>> Begin SOURCE DATA

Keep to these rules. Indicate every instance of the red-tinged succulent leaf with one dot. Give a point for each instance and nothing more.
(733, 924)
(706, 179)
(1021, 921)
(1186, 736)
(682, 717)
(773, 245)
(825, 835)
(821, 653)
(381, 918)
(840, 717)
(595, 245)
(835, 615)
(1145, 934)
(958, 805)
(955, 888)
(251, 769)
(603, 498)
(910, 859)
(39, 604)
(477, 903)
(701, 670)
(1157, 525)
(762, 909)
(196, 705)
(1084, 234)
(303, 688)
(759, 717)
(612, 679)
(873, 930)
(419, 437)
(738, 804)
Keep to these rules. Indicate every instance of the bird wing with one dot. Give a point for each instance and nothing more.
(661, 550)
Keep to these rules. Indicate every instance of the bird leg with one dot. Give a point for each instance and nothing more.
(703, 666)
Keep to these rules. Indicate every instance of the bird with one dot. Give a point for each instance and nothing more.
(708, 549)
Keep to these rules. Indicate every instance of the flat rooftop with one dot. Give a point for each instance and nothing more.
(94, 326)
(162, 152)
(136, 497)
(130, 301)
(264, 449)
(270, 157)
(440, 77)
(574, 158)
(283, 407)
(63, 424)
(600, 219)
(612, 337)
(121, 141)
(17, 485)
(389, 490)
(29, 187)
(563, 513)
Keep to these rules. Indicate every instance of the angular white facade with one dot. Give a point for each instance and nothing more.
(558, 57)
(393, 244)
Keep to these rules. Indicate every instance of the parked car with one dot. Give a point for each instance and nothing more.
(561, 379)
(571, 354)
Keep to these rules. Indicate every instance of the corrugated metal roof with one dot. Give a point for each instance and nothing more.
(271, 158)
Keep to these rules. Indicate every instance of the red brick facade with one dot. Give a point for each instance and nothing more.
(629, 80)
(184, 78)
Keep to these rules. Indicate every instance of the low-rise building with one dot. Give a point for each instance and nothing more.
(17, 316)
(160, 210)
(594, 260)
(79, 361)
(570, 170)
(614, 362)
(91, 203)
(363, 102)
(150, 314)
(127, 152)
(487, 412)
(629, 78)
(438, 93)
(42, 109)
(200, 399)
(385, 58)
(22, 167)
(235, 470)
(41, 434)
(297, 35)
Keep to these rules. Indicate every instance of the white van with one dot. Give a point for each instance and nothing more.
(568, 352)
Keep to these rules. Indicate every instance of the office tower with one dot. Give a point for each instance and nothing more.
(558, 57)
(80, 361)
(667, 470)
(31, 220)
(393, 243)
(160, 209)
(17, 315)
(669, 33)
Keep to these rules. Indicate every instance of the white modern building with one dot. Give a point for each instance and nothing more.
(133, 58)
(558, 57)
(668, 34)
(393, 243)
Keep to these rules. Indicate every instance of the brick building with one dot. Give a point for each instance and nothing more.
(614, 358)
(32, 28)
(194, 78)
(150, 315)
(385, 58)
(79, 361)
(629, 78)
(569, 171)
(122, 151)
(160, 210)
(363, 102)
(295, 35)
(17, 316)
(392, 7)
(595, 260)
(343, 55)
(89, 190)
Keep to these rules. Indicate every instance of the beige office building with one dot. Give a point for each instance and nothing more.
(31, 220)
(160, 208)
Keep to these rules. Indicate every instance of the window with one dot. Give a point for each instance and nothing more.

>> End SOURCE DATA

• _WHAT YOU HAVE TO DO_
Exactly as written, give again every line from the one containing "Keep to these rules. Indicate every instance of the brick" through the last line of the material above, and no other lines.

• _FINISHED TASK_
Keep to these rules. Indicate every instance of the brick building with one dot. Give a point for each instance and nothing more.
(614, 358)
(32, 28)
(194, 78)
(150, 315)
(385, 58)
(79, 361)
(629, 78)
(569, 171)
(122, 151)
(160, 210)
(363, 102)
(295, 35)
(17, 316)
(392, 7)
(595, 260)
(343, 55)
(89, 190)
Keep to these rules. Indicate every instance of the beige office building with one dot. Give a point for each instance and nothing more.
(31, 220)
(160, 208)
Keep to these rules. Indicate every instance of the window with one dot. Give a point for each instance and nothing more.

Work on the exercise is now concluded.